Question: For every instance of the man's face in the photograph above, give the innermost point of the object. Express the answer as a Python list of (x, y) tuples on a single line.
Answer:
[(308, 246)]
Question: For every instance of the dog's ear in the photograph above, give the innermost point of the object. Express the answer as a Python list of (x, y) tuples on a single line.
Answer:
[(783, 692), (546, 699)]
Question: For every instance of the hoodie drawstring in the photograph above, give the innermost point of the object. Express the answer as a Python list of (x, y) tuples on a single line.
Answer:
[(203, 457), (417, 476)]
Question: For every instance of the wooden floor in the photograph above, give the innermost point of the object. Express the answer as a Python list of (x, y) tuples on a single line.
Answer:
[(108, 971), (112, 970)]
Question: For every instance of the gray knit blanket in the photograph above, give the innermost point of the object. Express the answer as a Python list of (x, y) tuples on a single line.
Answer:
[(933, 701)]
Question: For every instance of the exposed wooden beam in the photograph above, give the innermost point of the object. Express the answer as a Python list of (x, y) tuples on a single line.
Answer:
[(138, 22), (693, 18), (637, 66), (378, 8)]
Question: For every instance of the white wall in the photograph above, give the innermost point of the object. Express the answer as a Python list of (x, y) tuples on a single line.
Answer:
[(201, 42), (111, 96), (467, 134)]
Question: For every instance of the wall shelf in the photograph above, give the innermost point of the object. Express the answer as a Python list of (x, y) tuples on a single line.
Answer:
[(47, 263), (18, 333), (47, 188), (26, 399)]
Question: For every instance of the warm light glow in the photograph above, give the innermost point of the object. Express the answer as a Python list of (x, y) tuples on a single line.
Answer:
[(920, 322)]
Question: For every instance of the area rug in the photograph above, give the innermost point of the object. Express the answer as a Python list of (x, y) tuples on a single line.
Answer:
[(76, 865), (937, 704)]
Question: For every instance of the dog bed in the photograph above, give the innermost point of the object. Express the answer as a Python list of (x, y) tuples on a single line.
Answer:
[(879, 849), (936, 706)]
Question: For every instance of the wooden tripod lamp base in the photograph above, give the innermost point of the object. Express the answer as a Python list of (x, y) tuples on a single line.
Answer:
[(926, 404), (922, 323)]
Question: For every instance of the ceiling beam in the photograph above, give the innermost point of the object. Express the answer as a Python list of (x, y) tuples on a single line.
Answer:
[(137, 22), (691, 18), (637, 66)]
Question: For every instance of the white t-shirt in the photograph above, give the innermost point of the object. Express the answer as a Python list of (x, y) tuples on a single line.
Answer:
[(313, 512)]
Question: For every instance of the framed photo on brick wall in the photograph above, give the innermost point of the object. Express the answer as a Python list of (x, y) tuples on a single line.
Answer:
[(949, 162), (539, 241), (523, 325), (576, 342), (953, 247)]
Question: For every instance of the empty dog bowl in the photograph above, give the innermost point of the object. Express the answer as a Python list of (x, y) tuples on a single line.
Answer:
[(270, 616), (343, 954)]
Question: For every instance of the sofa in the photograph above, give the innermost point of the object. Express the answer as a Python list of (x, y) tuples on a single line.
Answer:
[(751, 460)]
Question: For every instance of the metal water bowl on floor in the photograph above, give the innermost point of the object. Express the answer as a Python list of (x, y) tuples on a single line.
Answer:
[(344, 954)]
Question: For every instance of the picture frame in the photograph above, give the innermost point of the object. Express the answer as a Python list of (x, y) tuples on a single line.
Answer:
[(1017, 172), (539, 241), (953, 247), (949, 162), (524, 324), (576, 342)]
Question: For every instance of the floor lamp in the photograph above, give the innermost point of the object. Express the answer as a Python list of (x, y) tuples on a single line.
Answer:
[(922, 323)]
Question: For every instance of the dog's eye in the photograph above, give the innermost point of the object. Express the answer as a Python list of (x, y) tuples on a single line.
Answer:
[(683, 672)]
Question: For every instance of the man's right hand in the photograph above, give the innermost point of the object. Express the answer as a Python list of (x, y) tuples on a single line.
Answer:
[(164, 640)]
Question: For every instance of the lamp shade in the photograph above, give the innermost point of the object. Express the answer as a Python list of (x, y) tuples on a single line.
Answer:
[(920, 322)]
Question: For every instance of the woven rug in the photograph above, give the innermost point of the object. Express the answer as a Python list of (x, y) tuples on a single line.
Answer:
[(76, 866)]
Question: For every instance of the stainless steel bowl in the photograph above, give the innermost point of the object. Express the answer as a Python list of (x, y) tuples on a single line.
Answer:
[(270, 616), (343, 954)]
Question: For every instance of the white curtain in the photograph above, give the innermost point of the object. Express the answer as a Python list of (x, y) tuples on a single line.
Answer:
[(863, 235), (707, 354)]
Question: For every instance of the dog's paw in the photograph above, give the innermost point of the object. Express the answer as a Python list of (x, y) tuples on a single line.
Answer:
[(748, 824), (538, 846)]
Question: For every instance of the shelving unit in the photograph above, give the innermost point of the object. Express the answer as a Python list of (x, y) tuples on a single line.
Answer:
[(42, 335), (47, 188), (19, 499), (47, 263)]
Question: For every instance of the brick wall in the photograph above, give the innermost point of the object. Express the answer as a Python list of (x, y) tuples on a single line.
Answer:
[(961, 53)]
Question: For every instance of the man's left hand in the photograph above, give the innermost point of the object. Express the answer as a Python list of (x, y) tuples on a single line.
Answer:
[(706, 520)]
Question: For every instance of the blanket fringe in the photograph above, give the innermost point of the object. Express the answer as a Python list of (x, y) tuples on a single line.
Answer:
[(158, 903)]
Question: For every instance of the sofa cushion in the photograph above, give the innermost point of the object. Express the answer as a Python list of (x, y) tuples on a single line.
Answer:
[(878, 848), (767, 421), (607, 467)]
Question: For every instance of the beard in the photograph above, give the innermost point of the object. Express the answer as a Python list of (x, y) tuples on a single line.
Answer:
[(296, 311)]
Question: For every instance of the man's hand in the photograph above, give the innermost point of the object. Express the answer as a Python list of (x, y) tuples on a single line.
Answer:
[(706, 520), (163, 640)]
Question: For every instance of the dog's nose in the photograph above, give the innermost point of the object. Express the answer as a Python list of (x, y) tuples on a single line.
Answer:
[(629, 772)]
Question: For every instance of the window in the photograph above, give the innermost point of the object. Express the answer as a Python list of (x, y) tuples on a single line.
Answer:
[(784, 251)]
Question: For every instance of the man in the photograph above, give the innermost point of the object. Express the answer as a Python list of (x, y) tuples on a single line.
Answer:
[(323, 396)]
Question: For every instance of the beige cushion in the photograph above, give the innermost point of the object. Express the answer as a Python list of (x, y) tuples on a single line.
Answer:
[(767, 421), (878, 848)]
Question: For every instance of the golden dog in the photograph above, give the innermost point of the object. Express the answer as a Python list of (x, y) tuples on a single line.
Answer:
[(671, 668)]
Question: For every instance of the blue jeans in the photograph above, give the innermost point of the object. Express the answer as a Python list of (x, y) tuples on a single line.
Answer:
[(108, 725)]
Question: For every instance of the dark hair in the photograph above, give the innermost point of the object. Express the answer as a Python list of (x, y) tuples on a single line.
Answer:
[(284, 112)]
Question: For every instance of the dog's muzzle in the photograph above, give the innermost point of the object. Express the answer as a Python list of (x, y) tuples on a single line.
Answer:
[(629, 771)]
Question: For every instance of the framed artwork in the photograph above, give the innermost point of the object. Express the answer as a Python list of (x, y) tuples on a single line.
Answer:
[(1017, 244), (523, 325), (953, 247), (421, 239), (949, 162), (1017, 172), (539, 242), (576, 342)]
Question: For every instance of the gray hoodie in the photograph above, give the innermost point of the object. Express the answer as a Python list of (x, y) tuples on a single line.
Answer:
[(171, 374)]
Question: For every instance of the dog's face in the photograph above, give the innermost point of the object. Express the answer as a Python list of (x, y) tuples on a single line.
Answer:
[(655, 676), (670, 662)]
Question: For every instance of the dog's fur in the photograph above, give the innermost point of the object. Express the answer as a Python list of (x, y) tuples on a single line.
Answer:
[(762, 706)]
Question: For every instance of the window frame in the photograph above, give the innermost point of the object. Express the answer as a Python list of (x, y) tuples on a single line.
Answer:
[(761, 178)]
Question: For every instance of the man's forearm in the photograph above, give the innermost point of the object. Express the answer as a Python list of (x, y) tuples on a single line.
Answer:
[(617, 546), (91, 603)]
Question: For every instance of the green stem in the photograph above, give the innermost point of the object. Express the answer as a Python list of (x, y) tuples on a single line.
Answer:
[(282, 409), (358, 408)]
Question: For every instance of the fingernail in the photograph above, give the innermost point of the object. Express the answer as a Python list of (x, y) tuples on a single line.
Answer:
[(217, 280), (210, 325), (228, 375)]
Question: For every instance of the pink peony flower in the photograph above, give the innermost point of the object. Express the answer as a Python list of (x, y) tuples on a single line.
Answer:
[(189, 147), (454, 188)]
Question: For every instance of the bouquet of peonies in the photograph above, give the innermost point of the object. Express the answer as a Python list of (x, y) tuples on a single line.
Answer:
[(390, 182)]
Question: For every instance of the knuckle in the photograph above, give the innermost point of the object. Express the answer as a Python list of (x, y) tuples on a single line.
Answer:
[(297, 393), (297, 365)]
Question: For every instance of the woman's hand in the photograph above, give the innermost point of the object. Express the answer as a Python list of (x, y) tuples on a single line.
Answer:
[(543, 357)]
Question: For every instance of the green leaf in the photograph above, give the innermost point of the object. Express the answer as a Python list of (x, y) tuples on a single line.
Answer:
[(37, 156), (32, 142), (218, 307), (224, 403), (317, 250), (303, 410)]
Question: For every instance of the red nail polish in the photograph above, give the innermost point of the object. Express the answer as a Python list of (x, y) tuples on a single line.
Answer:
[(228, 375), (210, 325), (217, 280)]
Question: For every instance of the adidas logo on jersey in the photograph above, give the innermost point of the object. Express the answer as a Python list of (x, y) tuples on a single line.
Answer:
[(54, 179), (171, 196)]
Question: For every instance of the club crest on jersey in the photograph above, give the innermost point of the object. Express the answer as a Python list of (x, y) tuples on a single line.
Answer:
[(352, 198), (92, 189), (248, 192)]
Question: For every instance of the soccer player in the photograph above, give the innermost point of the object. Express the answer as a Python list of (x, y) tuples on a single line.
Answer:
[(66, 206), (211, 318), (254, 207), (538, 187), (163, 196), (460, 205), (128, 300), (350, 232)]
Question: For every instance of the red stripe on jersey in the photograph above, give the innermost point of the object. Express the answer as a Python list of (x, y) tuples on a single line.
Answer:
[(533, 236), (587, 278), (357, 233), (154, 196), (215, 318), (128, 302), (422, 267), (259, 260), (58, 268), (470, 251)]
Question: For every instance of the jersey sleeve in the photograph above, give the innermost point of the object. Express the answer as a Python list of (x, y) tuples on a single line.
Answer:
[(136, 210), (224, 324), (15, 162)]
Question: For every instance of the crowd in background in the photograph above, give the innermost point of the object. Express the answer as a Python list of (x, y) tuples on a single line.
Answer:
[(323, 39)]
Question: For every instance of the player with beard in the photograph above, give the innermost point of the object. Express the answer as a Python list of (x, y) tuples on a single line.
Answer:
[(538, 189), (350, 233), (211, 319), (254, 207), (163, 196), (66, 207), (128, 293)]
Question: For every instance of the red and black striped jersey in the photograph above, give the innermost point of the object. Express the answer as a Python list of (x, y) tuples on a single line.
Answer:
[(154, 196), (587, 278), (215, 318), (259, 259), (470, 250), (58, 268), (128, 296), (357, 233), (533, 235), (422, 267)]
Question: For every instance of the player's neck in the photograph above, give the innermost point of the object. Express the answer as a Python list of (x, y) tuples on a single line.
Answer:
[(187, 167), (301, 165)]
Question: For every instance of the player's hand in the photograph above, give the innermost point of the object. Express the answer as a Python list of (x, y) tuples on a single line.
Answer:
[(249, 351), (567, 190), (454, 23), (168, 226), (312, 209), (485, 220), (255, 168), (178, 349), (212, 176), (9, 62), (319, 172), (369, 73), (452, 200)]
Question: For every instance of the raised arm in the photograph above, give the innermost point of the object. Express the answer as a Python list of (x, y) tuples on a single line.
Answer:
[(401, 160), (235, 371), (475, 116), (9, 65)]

━━━

= Task requirements =
Each line between the start of the listing above and the line containing "Question: For every instance of the dog's ear", with both ends counted, is to be set down unchanged.

= Result of the exercise =
Question: For every instance of the man's face in the photograph above, give the innermost point of the object. Express the answer as a Python list of (x, y) tuples on a single line.
Answer:
[(308, 246)]
Question: For every instance of the dog's ear in the photograph above, give the innermost point of the object. Express the answer as a Python list of (x, y) tuples on a single line.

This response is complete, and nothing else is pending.